AIM OF THE TASK — Return the lines of the material below verbatim, from the line with "157, row 63." up to and including the line with "column 288, row 85", and nothing else.

** start RECORDS SUPPLIED **

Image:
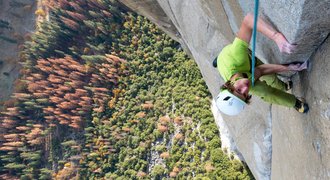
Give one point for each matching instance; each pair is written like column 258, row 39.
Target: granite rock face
column 276, row 142
column 17, row 20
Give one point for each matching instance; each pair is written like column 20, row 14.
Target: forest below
column 104, row 94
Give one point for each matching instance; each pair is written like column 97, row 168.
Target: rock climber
column 234, row 65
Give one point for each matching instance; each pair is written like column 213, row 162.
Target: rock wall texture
column 20, row 17
column 276, row 142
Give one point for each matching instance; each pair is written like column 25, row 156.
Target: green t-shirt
column 234, row 58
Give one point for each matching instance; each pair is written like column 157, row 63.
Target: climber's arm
column 245, row 33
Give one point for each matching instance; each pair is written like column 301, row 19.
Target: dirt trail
column 17, row 19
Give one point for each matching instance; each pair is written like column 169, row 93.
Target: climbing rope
column 254, row 35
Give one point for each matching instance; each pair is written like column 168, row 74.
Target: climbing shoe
column 301, row 106
column 215, row 64
column 288, row 85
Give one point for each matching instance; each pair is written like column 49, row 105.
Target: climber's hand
column 297, row 66
column 283, row 44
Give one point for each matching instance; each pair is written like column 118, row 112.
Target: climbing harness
column 254, row 35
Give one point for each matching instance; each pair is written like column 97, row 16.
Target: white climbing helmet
column 229, row 103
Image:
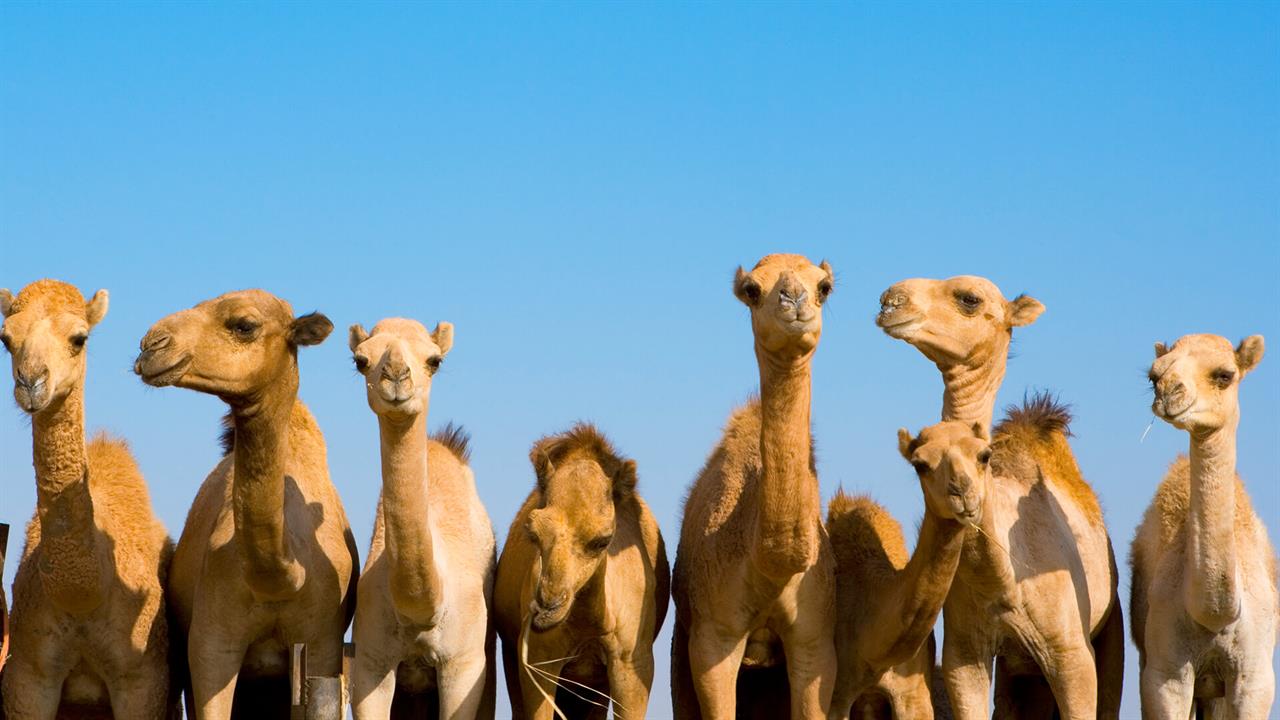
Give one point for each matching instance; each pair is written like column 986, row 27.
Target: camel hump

** end RECORDS SUPPLIED **

FINISHED TASK —
Give one point for each matching instance; each pair is written like column 157, row 63.
Target: climber's arm
column 245, row 33
Give one point for each matching instance; each pair is written like column 301, row 19.
Target: dirt trail
column 17, row 19
Give one point for each matching instance; each pair is written like column 169, row 93.
Target: climbing rope
column 254, row 35
Give one point for each matching instance; each pair is written like column 168, row 74.
Target: climbing shoe
column 301, row 106
column 215, row 64
column 288, row 85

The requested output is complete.